ZADANIE PISEMNE A:
Odpowiedz krótko na pytania do opisu przejażdżki rowerowej:
(i) Jak zmieniła się temperatura po zachodzie słońca?
(ii) Po jakim wydarzeniu nastąpił ponowny wyjazd na rower?
(iii) W jakim miejscu rozstano się z Krzysztofem?

TEKST ŹRÓDŁOWY:

┌────────

Z Oławy wróciłem do Wrocławia tą samą trasą. Akurat zaczynało zachodzić sobie słońce.
Niestety, gdy już zaszło to zrobiło się bardzo chłodno.

Wróciłem do domu, zjadłem kolację, a po meczu Pucharu UEFA wyszedłem ponownie na rower.
Zajechałem na Księże po Krzysztofa i razem z nim po ścieżkach rowerowych dojechałem prawie do Mostu Milenijnego, jednak zamiast jechać na most skręciliśmy w stronę centrum.
Zahaczyliśmy dziś o C.H. Magnolia Park, Plac Jana Pawła II i Plac Orląt Lwowskich.
Potem przez Piłsudskiego i Hubską na Gaj, gdzie się rozstaliśmy.

Jak zawsze jeździło się bardzo przyjemnie!
Pogoda robi się coraz lepsza, więc przyjemność z jazdy będzie potęgowana.

TRASA:
WRO/Gaj – Las Rakowiecki – Opatowice...
Trestno -> Blizanowice -> Siechnice -> Groblice -> Kotowice -> Zakrzów -> Siedlce -> Oława -> Siedlce -> Zakrzów -> Kotowice -> Groblice -> Siechnice -> Blizanowice -> Trestno...

└────────

DANE DO PRZETWORZENIA:
┌────────

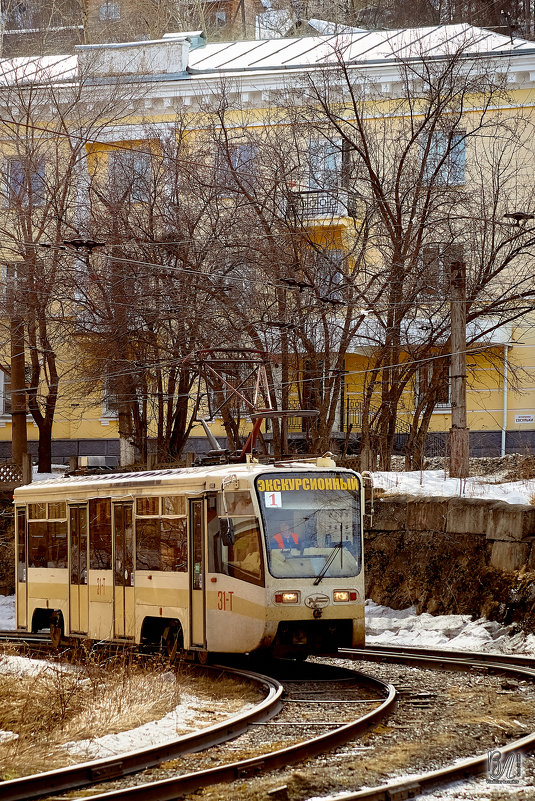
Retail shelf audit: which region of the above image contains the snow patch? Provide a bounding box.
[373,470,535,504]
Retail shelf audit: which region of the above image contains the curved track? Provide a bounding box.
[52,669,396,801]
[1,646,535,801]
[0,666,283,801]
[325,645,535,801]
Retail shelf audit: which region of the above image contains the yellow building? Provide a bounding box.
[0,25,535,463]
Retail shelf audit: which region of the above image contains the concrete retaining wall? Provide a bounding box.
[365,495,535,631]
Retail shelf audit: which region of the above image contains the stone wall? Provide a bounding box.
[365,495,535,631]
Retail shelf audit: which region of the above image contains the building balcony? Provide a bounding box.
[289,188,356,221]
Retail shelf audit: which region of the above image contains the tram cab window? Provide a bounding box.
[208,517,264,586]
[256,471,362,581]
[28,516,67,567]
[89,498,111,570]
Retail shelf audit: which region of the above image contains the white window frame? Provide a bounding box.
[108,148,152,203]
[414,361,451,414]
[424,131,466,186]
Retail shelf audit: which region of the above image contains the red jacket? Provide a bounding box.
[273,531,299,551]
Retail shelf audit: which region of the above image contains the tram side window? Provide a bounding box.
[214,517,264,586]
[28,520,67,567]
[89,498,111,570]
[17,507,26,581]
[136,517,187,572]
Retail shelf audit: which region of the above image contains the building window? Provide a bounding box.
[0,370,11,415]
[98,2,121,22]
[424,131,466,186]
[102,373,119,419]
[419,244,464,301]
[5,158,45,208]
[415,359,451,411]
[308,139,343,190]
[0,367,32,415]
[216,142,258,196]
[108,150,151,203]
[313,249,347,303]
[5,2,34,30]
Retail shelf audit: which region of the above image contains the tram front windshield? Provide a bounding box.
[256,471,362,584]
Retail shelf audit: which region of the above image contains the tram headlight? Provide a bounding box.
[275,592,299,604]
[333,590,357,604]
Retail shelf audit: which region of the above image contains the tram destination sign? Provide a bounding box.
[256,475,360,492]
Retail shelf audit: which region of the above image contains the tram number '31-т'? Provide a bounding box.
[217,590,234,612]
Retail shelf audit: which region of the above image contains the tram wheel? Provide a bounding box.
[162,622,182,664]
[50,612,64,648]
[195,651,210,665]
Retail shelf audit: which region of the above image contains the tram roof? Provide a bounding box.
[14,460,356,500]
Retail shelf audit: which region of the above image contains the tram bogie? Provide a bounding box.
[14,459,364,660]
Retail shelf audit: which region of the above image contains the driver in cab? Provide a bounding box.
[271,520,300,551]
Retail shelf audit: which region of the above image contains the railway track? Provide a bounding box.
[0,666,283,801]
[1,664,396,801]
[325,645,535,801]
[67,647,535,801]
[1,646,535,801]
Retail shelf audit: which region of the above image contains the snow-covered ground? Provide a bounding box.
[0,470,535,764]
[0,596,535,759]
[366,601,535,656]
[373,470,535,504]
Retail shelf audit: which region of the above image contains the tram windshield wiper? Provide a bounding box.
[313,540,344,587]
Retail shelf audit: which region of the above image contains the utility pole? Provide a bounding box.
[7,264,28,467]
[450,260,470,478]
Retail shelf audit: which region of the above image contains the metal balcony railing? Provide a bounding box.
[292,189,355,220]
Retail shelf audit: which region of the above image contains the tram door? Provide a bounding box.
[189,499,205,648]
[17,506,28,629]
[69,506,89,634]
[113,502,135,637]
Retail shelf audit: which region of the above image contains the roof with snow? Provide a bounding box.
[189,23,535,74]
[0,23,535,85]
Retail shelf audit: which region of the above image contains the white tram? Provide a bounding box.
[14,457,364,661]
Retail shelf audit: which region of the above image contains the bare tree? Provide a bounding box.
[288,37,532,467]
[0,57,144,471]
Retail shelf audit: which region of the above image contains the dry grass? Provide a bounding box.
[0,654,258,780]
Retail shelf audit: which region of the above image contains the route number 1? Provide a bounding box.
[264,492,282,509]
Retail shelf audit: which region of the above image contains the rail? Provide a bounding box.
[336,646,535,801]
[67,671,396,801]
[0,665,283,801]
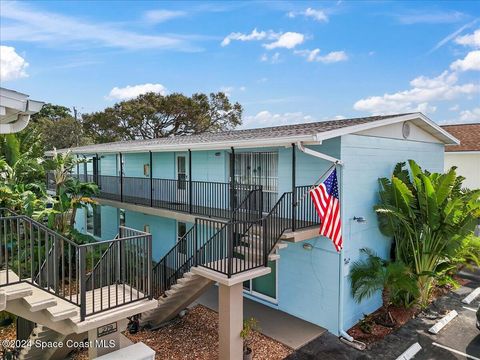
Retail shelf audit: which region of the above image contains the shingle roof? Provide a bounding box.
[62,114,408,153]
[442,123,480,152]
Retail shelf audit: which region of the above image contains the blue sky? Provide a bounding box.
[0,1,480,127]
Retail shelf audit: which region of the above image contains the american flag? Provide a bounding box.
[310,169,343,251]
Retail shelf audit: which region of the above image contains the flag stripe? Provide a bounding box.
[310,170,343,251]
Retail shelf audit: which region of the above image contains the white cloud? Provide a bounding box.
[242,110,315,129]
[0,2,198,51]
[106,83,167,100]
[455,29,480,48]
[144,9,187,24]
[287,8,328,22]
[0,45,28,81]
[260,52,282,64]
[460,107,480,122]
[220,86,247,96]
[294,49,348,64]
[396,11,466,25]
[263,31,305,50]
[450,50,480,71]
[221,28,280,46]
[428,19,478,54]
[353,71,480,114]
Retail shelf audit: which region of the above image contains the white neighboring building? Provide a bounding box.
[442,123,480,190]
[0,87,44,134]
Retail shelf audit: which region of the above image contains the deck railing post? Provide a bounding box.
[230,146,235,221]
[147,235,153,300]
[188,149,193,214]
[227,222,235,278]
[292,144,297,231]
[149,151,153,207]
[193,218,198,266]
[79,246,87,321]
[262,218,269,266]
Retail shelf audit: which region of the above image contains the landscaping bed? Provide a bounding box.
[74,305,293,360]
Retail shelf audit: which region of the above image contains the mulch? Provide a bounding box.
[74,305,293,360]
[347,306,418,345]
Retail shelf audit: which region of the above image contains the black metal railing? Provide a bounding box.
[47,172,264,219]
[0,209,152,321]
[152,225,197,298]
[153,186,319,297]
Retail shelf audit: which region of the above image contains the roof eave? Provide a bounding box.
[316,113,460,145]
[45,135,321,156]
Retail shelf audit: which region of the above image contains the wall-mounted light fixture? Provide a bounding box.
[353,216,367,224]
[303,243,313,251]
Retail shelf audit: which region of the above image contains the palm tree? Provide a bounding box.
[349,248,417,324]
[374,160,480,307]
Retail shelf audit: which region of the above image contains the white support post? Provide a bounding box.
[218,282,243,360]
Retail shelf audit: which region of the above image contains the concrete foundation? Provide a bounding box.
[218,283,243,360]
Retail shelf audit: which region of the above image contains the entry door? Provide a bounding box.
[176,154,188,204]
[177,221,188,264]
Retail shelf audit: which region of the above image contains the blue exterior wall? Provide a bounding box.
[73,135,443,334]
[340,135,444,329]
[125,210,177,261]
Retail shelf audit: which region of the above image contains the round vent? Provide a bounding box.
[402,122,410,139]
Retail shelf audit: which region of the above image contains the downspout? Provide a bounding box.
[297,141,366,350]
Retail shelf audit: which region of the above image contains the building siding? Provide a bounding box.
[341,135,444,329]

└────────
┌────────

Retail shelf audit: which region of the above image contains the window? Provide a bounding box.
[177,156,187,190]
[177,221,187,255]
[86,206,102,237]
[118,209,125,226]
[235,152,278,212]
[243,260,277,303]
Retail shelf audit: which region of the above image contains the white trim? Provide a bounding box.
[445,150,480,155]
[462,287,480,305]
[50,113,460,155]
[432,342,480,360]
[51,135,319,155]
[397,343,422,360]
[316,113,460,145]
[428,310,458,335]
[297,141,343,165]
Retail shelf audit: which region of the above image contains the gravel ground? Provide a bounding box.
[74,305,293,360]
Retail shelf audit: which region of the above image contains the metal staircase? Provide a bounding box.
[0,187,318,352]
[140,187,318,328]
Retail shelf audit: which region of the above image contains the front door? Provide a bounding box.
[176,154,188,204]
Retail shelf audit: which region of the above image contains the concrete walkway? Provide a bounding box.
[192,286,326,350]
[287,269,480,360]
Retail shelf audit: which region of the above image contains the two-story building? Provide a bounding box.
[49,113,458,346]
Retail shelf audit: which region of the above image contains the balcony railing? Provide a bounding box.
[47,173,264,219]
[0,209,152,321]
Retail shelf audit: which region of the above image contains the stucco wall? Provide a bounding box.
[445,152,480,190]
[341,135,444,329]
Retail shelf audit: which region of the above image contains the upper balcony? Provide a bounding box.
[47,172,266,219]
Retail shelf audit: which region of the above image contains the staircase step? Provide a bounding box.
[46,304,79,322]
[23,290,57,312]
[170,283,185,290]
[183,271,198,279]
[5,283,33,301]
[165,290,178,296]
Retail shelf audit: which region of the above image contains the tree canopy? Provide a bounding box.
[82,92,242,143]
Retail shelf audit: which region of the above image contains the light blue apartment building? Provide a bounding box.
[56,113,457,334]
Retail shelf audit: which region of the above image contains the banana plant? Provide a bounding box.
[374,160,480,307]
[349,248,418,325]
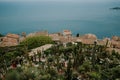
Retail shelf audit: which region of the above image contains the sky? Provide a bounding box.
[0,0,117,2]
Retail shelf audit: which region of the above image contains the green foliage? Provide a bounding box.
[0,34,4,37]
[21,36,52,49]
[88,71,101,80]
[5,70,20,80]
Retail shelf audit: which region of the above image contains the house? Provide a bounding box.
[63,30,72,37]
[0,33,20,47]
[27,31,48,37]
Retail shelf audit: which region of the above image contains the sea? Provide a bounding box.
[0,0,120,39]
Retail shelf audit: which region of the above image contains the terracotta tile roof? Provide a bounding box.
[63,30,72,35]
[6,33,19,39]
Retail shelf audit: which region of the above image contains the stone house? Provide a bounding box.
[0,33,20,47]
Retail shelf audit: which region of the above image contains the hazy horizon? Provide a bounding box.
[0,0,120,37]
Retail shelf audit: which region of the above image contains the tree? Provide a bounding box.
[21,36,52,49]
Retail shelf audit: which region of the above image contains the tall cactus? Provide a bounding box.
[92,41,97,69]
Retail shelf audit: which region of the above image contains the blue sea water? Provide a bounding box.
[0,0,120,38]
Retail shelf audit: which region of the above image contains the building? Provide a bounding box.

└────────
┌────────

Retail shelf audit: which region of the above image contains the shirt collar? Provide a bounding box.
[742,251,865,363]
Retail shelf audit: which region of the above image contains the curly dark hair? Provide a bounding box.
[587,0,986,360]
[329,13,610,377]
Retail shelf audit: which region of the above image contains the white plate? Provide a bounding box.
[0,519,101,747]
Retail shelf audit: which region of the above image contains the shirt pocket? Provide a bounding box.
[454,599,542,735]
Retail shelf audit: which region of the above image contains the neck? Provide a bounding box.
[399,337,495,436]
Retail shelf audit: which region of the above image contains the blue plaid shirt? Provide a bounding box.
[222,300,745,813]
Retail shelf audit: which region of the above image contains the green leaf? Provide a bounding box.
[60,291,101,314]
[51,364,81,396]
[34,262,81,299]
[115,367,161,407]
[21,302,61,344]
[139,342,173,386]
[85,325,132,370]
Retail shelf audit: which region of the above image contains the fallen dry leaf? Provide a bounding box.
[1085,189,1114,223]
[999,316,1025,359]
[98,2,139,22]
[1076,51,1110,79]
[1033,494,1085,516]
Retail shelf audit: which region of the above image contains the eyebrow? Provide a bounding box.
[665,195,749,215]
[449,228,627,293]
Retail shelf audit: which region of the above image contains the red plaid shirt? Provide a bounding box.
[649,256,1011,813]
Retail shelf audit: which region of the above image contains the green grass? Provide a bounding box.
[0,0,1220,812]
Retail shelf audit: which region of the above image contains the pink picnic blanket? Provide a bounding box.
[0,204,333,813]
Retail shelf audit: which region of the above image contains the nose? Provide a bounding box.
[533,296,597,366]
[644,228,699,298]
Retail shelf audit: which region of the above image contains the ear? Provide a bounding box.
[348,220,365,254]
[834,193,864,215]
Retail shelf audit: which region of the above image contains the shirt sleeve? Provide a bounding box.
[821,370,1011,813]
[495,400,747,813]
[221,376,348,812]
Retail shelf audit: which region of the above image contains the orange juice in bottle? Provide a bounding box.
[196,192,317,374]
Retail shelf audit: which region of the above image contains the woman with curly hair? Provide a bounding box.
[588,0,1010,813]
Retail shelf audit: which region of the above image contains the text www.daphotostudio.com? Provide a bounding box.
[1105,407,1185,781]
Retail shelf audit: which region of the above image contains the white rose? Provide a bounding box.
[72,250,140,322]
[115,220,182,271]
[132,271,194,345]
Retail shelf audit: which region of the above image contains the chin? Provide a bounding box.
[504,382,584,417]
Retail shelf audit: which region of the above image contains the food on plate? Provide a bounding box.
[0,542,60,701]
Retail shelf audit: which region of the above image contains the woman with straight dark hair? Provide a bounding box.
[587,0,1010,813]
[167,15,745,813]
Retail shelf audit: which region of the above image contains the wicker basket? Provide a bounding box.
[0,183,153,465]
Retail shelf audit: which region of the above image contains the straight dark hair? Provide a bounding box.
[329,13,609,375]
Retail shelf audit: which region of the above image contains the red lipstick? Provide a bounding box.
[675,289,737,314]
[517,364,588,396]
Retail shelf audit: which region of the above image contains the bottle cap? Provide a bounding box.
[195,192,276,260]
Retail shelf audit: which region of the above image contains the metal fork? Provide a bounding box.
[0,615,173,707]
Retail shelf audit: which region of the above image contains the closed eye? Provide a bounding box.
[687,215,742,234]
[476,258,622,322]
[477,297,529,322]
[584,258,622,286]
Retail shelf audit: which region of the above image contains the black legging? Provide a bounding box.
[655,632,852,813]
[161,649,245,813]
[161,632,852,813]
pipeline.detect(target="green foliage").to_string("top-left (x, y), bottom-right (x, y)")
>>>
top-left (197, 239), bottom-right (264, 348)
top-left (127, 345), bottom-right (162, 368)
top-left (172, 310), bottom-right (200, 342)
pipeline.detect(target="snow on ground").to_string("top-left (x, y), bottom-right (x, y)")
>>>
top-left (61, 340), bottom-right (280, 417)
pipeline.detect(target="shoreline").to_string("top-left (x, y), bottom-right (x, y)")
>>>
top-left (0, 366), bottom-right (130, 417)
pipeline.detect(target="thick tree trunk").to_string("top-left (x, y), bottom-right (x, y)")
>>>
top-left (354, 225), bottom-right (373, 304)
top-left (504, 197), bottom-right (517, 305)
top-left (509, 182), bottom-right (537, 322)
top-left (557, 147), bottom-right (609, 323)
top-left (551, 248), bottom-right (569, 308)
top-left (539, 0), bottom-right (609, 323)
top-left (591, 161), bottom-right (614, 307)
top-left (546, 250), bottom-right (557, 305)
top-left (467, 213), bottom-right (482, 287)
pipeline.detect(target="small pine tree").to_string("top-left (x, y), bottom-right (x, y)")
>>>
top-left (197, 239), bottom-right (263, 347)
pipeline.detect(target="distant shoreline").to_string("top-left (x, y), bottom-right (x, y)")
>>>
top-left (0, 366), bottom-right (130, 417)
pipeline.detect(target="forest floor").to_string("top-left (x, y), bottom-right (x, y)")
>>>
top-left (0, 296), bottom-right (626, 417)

└────────

ZADANIE PISEMNE B: Przepisz bez żadnych zmian fragment listingu od linii zawierającej „eyebrow? Provide a bounding box.” aż do linii zawierającej „[0,0,1220,812]”, obie włącznie.

WYNIK A:
(i) Zrobiło się bardzo chłodno.
(ii) Po meczu Pucharu UEFA.
(iii) Na Gaju.

WYNIK B:
Retail shelf audit: which region of the above image contains the eyebrow? Provide a bounding box.
[665,195,749,215]
[449,228,627,293]
Retail shelf audit: which region of the above image contains the red plaid shirt? Provide a bounding box.
[649,256,1011,813]
Retail shelf audit: which region of the above image contains the green grass? Provide a bounding box.
[0,0,1220,812]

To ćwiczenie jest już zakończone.